> **What is expected**: A line belongs in the answer only if it contains the word "positive"; copy every such line from the listing below.

> **Material supplied**:

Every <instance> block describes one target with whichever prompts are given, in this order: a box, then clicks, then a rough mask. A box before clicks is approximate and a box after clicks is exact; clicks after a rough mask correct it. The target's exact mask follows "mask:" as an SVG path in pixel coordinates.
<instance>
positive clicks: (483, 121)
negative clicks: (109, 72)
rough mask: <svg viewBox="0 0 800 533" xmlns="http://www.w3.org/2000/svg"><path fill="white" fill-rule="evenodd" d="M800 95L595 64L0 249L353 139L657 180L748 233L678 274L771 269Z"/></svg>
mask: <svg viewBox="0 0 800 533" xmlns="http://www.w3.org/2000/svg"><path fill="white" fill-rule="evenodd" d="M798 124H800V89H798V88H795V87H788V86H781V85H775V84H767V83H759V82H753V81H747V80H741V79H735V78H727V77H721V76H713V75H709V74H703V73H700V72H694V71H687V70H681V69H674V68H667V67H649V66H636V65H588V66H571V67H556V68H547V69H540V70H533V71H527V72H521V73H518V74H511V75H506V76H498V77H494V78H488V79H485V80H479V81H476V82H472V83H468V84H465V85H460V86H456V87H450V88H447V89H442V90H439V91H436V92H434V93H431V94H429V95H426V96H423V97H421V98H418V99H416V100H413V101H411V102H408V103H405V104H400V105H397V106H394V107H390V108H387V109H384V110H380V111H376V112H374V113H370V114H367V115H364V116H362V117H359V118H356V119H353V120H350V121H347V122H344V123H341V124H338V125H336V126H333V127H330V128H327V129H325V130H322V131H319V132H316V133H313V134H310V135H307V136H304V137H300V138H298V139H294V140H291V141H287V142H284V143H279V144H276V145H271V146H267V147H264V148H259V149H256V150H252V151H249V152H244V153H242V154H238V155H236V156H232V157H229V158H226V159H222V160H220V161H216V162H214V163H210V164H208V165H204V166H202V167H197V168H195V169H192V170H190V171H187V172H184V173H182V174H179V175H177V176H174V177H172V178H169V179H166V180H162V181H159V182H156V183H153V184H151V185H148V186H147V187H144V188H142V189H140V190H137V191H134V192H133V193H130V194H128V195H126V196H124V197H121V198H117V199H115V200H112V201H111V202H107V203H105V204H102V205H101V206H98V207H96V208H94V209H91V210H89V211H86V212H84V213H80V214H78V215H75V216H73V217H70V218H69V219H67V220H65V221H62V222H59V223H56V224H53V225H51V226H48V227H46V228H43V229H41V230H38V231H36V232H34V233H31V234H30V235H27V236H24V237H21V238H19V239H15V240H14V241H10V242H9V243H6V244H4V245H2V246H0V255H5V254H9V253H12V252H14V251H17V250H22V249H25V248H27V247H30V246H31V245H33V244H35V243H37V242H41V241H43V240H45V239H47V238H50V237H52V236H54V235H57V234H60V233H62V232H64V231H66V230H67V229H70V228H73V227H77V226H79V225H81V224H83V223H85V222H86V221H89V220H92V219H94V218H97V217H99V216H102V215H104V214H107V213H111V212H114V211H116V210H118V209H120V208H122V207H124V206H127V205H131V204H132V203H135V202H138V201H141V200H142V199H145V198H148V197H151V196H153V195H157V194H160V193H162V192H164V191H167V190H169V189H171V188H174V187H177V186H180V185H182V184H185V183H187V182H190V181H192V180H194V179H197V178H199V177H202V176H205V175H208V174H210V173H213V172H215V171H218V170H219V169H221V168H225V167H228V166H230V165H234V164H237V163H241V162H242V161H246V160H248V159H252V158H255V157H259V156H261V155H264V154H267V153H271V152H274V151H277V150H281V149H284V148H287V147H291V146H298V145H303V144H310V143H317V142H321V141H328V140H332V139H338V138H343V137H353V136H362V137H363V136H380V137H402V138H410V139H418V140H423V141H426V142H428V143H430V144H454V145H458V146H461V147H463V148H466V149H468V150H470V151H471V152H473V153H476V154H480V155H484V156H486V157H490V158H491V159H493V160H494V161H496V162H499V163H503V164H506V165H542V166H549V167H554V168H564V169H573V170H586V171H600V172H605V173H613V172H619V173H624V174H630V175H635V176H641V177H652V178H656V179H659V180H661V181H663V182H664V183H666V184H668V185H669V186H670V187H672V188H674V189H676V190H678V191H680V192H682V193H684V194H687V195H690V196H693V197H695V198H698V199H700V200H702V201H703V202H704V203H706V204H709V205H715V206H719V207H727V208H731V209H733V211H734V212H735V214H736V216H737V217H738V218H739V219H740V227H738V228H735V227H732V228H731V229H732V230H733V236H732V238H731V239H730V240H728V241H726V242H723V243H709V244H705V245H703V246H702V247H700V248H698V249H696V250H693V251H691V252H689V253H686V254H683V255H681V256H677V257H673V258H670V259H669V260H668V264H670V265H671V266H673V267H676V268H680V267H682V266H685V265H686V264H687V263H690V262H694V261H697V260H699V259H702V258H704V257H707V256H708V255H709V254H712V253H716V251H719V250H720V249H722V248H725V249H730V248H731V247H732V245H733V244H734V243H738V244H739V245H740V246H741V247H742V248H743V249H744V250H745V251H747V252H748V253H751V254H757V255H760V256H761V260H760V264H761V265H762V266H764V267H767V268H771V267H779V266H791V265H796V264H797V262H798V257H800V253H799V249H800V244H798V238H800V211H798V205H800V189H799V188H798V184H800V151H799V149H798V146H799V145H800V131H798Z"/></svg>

* * *

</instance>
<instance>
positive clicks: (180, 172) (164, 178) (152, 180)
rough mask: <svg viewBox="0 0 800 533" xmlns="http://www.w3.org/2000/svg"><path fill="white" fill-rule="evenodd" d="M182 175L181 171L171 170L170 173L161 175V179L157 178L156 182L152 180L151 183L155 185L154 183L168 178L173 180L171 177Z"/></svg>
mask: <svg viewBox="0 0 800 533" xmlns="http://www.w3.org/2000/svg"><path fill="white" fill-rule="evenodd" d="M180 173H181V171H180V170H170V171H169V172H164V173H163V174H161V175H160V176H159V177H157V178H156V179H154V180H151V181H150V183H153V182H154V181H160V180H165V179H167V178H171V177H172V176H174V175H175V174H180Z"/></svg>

---

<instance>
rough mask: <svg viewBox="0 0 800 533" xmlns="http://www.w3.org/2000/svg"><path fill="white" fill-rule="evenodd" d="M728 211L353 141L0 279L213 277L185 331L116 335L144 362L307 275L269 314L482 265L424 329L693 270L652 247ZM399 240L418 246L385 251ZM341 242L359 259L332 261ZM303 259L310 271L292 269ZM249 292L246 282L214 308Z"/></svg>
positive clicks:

> **Solution to this task**:
positive clicks: (483, 121)
positive clicks: (180, 172) (164, 178) (152, 180)
positive clicks:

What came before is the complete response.